Brief
Quote the whole listing word for word, please.

Input records
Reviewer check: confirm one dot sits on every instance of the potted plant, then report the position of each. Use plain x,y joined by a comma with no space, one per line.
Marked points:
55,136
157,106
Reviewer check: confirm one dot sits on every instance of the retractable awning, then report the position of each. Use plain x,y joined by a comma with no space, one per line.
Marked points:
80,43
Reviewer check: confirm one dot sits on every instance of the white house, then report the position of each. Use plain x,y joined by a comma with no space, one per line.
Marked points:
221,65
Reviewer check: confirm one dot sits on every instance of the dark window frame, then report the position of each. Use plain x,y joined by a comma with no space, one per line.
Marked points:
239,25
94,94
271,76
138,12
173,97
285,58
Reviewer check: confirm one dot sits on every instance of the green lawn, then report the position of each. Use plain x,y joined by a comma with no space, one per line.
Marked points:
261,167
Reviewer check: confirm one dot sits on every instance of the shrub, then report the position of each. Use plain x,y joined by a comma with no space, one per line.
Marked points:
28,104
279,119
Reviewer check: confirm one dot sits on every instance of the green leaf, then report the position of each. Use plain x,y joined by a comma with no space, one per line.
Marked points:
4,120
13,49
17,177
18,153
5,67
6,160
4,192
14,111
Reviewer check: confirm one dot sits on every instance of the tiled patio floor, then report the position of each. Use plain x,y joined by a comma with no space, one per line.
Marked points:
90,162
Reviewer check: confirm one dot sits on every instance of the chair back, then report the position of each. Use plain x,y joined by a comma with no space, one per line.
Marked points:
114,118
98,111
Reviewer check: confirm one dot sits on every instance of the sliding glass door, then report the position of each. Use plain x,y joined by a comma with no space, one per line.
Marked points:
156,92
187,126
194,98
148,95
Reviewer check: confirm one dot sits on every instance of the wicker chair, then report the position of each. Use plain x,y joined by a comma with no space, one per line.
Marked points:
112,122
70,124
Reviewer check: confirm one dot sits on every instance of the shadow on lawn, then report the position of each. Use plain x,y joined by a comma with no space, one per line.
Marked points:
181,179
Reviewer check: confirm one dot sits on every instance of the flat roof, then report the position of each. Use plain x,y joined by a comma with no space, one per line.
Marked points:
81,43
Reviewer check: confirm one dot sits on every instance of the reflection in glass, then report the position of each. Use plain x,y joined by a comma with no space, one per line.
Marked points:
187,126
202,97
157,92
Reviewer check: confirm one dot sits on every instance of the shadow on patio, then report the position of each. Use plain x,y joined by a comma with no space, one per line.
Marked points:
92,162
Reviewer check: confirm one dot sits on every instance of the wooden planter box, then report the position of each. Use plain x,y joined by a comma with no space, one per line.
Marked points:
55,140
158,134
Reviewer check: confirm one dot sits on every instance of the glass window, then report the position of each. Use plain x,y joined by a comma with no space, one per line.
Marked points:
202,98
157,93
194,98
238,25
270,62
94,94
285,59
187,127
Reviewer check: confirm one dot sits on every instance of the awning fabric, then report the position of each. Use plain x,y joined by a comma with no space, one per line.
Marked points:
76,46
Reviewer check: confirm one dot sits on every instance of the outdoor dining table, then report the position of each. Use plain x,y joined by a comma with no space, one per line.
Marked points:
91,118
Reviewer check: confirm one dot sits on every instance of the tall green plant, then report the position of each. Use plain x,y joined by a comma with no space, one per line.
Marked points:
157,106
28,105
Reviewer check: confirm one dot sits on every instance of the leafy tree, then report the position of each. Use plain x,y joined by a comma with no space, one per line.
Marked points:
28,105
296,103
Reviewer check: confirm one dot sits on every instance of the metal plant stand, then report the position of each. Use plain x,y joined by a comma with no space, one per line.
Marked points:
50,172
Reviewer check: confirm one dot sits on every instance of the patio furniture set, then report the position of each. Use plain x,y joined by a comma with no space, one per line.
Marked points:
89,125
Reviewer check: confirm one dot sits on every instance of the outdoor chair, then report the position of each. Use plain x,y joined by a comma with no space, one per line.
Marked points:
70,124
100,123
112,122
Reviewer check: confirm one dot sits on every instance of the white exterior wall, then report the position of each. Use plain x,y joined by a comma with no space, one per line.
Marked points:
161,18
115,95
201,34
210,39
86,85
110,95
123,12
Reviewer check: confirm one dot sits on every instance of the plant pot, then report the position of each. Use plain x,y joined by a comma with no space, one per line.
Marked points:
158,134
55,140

Finished exercise
Reviewer check: confirm one dot sits on every instance of the potted plant, then report the position of each. Use plain x,y joined by a comma with no space, one per line.
Marked points:
55,136
157,106
Reviewer check: confirm one dot sits on every instance of the retractable awning, then report the position of each. Use plain x,y joined by a comma with no space, one per line.
Marked points:
80,43
Reviewer check: confirm one dot sits on every instance of the white house, then report the position of each. Use plain x,y joined by a comma with no space, one per line.
Marked points:
221,65
Reviewer check: confirm one dot sits on every instance of the dark window frame, then report the position of each. Use plain x,y joined by a comma with no space, one per line.
Marked points:
239,25
94,94
271,76
138,12
173,97
285,58
Reviewer check: confirm one dot sits on every instance of the green lawn, then report the position of each. Use plain x,y joined by a comma with no space, one per line.
Marked points:
261,167
Reviewer check: confirm one dot sits on every instance of the shrub, then report the position of each. Use plain x,y joined by a comma with no space, one per line.
Marked points:
28,104
279,119
Reviewer check: confirm one dot sits on every instance of the green leaf, then report the position of each. Use plain x,y joined by a comma with no space, one per line.
Marked points:
4,120
13,49
17,177
18,153
5,67
6,160
4,192
14,111
Reviewer check: confirm one dot sits on every instance of the tiled patio floor, then report the position of each. Use plain x,y joined by a comma with no space, one per line.
Marked points:
90,162
Reviewer check: confirm one dot sits on every instance of the chair back, then report the position of each. Use plain x,y joined by a comma with no space, one per line.
Marked points:
114,118
98,111
Reviewer check: confirm one dot sits on every instance of the sliding glass door, then report the position of each. Use plain x,y joined by a comma with no space, one per line.
Marked points:
156,92
187,126
194,98
148,95
Reviewer check: confirm one dot sits on every instance of the wicker chair, then report the position of each. Use plain x,y joined by a comma with no space, one per line.
Marked points:
112,122
70,124
Reviewer check: confirm one dot sits on every instance of the shadow on lawn, then report the position of each. Use plain x,y joined by a comma with no space, one per line.
Marked points:
181,179
Reviewer check: confirm one dot sits on every instance of the flat roof, then report the position of each. Use plain x,y joined by a comma with no space, one per line.
Marked points:
81,43
Reviewer check: confirm one dot sits on every instance of the reflection in glass, then report the position of each. Use plain x,y joined by a comma with no space, one per line.
Marked points:
187,126
202,97
157,92
Reviewer check: confirm one dot sits on every instance of the shadow on patio, then report the position of each. Use plain x,y joined by a comma with no space, one per line.
Marked points:
92,162
Reviewer check: confirm one dot sits on every instance of the wooden planter box, then report the position of each. Use plain x,y joined by a comma with no space, one per line.
Marked points:
55,140
158,134
Reviewer check: confirm one dot sits on every instance of the glass window, then report the position of each. Use plain x,y joined by a comma with no space, one per line.
Marked points:
202,98
157,93
194,98
238,25
270,62
94,94
285,59
187,127
Reviewer check: confirm one dot sits on every instance of the awning fabric, then report the position of each. Use plain x,y joined by a comma with no space, one per line.
Marked points:
76,46
Reviewer check: confirm one dot sits on every instance of the outdoor dining table, then report the position of each. Use plain x,y joined by a comma with no space, one per line.
Marked points:
91,118
Reviewer check: confirm one dot sits on every instance of the tall green plant, then report the position of each. Use plain x,y joined by a comma with no space, one per line.
Marked points:
157,106
28,105
Reviewer check: confirm one dot sits on every instance of the leafy tree, then report the position of each. Use plain x,y joined by a comma with no space, one per line.
Marked points:
28,105
296,103
Reviewer check: confirm one dot sits on every instance of the metal plant stand, then report the position of each. Use plain x,y joined by a comma with no space, one per line.
Marked points:
50,172
Reviewer check: confirm one dot sits on every instance of the patio furniture set, then report the position of each. Use plain x,y joined by a comma with no space, one per line.
Marked points:
89,125
Reviewer check: confirm one dot sits on every instance of the outdoor chair, then report the position of each. Use plain x,y joined by a comma with no space, one per line.
Marked points:
70,124
100,123
112,122
Reviewer check: confirm one dot sits on every instance of the white exterior wall, then report the position of each. Use plain x,y joined by a comma with no space, one per line.
Marked points:
161,18
115,95
201,34
210,39
86,85
110,95
123,12
Reviewer check: confirm one dot sits on every instance of the plant pot, then report the position of each. Use plain x,y joined by a comma with no space, one per line.
Marked points:
158,134
55,140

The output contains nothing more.